* Text provided
::::
Creationism: Snapshot No. 2

Creationism: Snapshot No. 2 July 11, 2005

Stardust and the Glory of God

I attended a small liberal arts college in the western suburbs of Philadelphia, where the night-skies are so polluted by light that not even a hint of the Milky Way can be seen. It's an odd place to find a world-class astronomy program, but that's what Eastern University has, thanks to Dr. David Bradstreet. Dr. Bradstreet knows more about binary stars than just about anyone and I'm sure he could easily land a job somewhere more prestigious, somewhere with better facilities, better pay and a darker sky. But he graduated from Eastern and he seems to love the place almost as much as he loves to teach.

It's that love of teaching that made his "Astronomy Without Math" class so popular. That's what he called his introductory class for nonmajors. I was an English major, and I had already fulfilled all my core requirements for the sciences, but I didn't let that stop me from taking the class. It was one of the highlights of my college experience.
::::
* Your objective
Mark each statement yes or no according to the essay, and quote the words that decide it: 1. The college is in the western suburbs of Philadelphia. 2. Dr. Bradstreet graduated from a more prestigious school than Eastern. 3. The narrator was an astronomy major. The records that follow have no connection to the essay.
::::
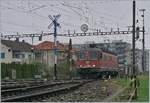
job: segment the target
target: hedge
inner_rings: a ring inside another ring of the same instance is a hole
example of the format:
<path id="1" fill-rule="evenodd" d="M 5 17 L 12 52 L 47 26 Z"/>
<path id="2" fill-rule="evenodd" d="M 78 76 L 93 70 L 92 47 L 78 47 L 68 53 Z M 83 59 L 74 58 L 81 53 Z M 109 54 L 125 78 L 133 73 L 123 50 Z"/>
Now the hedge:
<path id="1" fill-rule="evenodd" d="M 34 75 L 41 74 L 41 66 L 38 63 L 34 64 L 5 64 L 1 63 L 1 78 L 9 77 L 12 79 L 12 69 L 16 70 L 16 79 L 31 79 Z"/>

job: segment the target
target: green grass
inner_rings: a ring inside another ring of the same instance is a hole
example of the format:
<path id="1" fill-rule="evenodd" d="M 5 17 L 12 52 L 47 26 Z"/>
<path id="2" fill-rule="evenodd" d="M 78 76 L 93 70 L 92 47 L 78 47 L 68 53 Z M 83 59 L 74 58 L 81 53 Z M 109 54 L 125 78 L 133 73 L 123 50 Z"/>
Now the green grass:
<path id="1" fill-rule="evenodd" d="M 149 77 L 139 76 L 140 87 L 138 88 L 138 102 L 148 102 L 149 101 Z"/>
<path id="2" fill-rule="evenodd" d="M 138 88 L 138 99 L 137 102 L 148 102 L 149 101 L 149 77 L 148 75 L 138 76 L 140 80 L 140 87 Z M 118 85 L 122 87 L 128 86 L 130 83 L 130 78 L 118 78 L 116 80 Z"/>
<path id="3" fill-rule="evenodd" d="M 130 78 L 118 78 L 116 83 L 123 87 L 128 86 L 130 83 Z"/>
::::
* Exercise response
1. Yes: "I attended a small liberal arts college in the western suburbs of Philadelphia"
2. No: "he graduated from Eastern"
3. No: "I was an English major"